Take the records underneath and set them down exactly.

● Provided entries

#####

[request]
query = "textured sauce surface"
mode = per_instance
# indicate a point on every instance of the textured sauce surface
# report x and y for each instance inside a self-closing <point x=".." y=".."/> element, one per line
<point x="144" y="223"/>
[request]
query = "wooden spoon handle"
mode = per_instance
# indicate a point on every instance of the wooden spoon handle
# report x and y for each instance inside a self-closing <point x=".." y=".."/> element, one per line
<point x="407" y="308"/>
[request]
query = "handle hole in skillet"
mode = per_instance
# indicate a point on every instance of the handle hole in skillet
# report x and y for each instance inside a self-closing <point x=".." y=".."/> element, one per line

#####

● Result for this exercise
[request]
query = "textured sauce surface"
mode = per_instance
# indicate a point on every instance of the textured sauce surface
# report x and y for each instance inside a self-closing <point x=".." y=".."/> element, one per line
<point x="144" y="223"/>
[request]
query = "wooden spoon handle"
mode = per_instance
# indicate a point on every instance of the wooden spoon handle
# report x and y for each instance inside a self-closing <point x=".." y=".."/> element, one per line
<point x="407" y="308"/>
[request]
query = "handle hole in skillet"
mode = per_instance
# indicate a point on every instance of the handle hole in skillet
# report x and y for each instance inside a self-closing <point x=".." y=".."/> element, one per line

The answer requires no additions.